-- Text segment follows --

This follows extensive consultation on the interim guidance published earlier this year.
In April 2014 the Government established for people with mental health conditions the same legal right to choice of provider as has existed for several years in physical health, representing a major step towards realising parity between physical and mental health.
NHS England published interim guidance in May 2014 and consulted widely on this.
In response to the feedback received, the guidance has been updated to ensure that it provides the clarity that commissioners, GPs and providers need. In addition a set of clinical scenarios to illustrate how mental health patients’ legal rights should work in practice have been published.
Professor Sir Bruce Keogh, NHS England’s National Medical Director, explained the guidance should enable patients’ rights to be applied with consistency, while also acknowledging the need for clinical judgments and decisions according to individual patients’ circumstances and needs.
He said: “The changes in law that have given patients with mental health conditions the same legal rights as they have in physical health services are significant steps towards parity and increasing patients’ control over their care. Everyone working in mental health has a part to play to make these legal rights work well for patients.”
Minister for Care and Support, Norman Lamb MP, said: “I am absolutely determined to achieve equality between mental and physical health care. That’s why, for the first time, we’re making sure anyone referred for mental health treatment has the right to choose who provides their care, as is the case with physical health.

-- Text segment concluded --

• Problem requirements
Summarize the text on choice of provider in mental health in two sentences.

-- Data listing follows --

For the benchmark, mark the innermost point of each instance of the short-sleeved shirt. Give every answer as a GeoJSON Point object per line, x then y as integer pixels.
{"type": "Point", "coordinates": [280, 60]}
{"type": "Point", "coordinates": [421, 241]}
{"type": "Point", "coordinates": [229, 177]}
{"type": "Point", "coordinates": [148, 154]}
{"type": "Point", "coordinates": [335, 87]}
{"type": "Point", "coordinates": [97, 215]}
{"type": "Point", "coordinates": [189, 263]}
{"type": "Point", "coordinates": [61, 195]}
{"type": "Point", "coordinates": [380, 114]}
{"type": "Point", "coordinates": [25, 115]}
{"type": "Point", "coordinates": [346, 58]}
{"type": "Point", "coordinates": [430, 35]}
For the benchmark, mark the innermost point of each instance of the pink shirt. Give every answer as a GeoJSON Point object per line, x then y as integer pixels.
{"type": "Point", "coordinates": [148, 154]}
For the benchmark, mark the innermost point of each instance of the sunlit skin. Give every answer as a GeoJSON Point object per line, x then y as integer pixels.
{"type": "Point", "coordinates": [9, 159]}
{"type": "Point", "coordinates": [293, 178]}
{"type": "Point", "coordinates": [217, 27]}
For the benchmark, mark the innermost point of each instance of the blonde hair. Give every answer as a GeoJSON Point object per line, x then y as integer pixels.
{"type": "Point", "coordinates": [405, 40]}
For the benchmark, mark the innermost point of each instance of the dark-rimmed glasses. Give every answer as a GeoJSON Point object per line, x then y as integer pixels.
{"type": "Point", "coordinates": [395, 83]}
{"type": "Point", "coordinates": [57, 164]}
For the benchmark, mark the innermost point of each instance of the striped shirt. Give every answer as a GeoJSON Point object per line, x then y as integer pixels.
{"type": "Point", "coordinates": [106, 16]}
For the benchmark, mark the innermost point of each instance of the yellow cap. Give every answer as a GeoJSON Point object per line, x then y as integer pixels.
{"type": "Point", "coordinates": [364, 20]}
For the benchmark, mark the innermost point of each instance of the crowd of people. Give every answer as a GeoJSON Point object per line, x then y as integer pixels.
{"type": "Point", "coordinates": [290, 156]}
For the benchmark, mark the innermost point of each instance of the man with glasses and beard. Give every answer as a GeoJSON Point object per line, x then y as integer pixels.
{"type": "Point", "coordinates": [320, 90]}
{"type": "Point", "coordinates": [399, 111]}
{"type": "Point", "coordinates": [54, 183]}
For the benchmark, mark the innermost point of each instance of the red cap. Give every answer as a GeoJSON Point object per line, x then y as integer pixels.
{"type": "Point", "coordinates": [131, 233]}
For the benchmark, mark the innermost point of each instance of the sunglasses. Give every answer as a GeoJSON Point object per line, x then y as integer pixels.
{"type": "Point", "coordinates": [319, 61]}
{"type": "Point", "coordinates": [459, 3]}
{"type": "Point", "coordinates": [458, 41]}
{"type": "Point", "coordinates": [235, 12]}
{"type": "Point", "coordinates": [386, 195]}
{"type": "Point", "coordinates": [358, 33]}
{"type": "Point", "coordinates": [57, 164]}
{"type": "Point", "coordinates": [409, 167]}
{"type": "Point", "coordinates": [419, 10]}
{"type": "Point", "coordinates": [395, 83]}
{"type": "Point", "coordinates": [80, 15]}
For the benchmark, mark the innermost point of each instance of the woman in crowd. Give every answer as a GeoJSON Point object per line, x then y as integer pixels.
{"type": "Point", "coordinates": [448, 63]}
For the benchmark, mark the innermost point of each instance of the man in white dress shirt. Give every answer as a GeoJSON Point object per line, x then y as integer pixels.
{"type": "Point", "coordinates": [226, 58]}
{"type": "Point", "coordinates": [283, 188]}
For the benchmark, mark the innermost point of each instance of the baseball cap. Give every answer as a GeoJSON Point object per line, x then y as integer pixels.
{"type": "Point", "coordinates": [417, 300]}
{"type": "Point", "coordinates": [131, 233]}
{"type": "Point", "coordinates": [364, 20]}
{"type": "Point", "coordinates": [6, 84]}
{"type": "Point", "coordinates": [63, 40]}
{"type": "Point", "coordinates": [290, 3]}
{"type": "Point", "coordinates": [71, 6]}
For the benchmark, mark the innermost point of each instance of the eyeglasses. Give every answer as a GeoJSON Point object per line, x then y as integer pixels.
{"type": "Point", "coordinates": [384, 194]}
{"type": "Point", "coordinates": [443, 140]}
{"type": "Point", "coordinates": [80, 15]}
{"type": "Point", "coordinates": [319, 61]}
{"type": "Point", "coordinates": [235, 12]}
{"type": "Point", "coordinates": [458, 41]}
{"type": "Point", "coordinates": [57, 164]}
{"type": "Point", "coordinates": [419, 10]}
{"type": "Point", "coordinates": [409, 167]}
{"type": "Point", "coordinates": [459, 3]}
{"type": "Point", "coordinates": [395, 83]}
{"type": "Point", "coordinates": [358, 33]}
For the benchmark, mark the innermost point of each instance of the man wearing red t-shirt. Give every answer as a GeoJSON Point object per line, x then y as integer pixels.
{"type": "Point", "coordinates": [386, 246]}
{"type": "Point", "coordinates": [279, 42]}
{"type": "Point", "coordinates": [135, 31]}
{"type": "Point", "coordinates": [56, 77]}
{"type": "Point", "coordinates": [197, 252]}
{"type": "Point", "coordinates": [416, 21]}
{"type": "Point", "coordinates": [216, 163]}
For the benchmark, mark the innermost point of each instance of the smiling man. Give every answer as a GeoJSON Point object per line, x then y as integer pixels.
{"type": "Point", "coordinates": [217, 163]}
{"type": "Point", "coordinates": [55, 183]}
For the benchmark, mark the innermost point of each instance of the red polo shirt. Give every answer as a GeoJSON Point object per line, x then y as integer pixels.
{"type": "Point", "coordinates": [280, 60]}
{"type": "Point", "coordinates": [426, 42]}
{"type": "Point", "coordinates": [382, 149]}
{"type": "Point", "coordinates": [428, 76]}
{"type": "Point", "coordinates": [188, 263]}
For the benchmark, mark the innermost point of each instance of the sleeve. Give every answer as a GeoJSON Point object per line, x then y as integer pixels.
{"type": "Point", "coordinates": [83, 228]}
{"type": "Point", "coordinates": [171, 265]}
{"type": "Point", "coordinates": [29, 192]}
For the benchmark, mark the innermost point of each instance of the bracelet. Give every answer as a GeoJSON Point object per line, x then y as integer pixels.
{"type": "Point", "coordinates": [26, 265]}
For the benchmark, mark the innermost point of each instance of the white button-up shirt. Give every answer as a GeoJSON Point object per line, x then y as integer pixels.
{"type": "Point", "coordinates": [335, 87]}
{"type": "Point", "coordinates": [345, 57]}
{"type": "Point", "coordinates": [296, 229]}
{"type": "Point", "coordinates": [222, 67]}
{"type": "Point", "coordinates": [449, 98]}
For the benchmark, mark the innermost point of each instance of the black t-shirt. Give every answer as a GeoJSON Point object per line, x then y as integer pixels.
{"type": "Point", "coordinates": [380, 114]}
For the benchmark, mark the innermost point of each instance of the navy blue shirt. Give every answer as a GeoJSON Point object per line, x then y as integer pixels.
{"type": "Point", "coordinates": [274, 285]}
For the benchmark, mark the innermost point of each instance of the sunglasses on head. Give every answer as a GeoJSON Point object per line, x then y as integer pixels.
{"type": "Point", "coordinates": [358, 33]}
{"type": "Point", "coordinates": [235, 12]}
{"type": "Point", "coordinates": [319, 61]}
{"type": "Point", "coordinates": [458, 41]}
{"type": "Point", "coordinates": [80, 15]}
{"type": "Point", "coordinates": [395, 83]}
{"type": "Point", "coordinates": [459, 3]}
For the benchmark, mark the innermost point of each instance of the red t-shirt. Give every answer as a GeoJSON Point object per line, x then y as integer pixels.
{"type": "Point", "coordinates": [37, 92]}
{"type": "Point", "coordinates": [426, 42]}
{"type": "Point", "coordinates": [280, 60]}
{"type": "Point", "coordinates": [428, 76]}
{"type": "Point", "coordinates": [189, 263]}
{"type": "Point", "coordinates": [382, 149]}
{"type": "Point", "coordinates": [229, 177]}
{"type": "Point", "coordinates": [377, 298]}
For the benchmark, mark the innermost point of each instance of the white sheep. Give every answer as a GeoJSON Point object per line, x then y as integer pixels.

-- Data listing concluded --

• Task solution
In April 2014 the Government gave people with mental health conditions the same legal right to choose their provider that has long existed in physical health, and NHS England published interim guidance in May 2014 and consulted widely on it. In response to the feedback, the guidance has been updated to give commissioners, GPs and providers the clarity they need, and clinical scenarios showing how these rights should work in practice have also been published.